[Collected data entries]
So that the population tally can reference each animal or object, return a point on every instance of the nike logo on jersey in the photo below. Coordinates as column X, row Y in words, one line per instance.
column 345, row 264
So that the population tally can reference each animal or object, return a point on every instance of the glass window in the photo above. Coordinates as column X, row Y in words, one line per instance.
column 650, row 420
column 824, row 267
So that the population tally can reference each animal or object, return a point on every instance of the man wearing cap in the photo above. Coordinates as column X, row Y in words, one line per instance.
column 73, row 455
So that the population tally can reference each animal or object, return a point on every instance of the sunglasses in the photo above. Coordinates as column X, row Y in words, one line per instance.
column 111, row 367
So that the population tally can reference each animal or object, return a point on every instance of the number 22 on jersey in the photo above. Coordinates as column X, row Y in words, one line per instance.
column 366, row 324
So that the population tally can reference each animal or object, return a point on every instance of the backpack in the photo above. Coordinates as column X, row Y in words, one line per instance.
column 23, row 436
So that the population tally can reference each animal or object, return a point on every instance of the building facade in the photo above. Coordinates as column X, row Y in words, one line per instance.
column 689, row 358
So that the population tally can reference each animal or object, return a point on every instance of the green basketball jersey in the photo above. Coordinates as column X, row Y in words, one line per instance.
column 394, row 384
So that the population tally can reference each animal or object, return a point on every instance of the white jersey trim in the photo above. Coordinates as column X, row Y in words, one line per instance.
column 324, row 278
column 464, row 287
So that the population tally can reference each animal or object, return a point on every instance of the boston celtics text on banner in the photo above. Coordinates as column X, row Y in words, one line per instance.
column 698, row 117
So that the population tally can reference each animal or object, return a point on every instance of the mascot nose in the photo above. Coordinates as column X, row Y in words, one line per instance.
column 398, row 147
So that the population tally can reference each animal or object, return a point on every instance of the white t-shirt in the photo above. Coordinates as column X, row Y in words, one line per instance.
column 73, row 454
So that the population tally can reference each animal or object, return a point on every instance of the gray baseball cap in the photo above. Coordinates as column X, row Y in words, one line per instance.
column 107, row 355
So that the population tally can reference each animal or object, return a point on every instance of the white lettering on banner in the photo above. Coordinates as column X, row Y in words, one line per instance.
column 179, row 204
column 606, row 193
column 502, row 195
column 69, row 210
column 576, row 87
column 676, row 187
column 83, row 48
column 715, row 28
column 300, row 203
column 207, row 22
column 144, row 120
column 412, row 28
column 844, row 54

WHAT THIS TASK INVOLVES => Write the records out again so that each one matches the original exactly.

RESULT OF THE EXERCISE =>
So that the population tally can reference each animal or object, return a point on every instance of the nike logo on jersey in the photo below. Coordinates as column X, row Y in words, one line per instance.
column 345, row 264
So that the population tally can reference each animal or object, return a point on every instance of the glass window in the photo above. Coordinates as column X, row Y in words, one line per instance.
column 650, row 420
column 824, row 267
So that the population tally can reference each animal or object, return a point on every instance of the man wearing cap in the photo above. Coordinates as column X, row Y in words, one line per instance.
column 73, row 455
So that the population tally can reference each animal or object, return a point on every instance of the sunglasses in the photo above. Coordinates as column X, row Y in words, one line per instance.
column 111, row 367
So that the population tally can reference each animal or object, return a point on every instance of the number 22 on jersey in the photo above. Coordinates as column X, row Y in words, one line per instance.
column 366, row 324
So that the population tally can reference each animal or object, return a point on every instance of the backpack in the photo above. Coordinates as column X, row Y in words, one line per instance.
column 23, row 436
So that the population tally can reference each animal or object, return a point on every instance of the building facade in the photo above. Coordinates as column X, row Y in words, one line per instance.
column 689, row 358
So that the population tally can reference each animal or object, return a point on every instance of the green basketball jersey in the photo above. Coordinates as column X, row Y in words, one line per instance.
column 394, row 384
So that the population tally can reference each animal or object, return a point on every instance of the white jersey trim in the photo above. Coordinates as column X, row Y in words, one line per instance.
column 324, row 278
column 464, row 287
So that the population tally can reference each animal or object, return a point on every instance of the boston celtics text on banner in the photo above. Coordinates as column X, row Y in words, one line per instance.
column 698, row 117
So that the population tally can reference each animal or object, return a point on every instance of the mascot nose in the photo above. Coordinates as column X, row Y in words, one line per instance.
column 398, row 147
So that the population tally can reference each animal or object, return a point on every instance of the white t-shirt in the photo above. Coordinates as column X, row Y in words, one line per instance.
column 73, row 454
So that the population tally can reference each animal or object, return a point on every instance of the gray baseball cap in the photo above. Coordinates as column X, row Y in words, one line per instance.
column 107, row 355
So that the population tally can reference each animal or object, return a point on every instance of the white lettering on banner in the photo above. Coordinates as column X, row Y in words, one line per instance.
column 179, row 204
column 606, row 193
column 502, row 195
column 69, row 210
column 576, row 87
column 676, row 187
column 83, row 48
column 715, row 28
column 300, row 203
column 207, row 22
column 144, row 120
column 412, row 28
column 844, row 54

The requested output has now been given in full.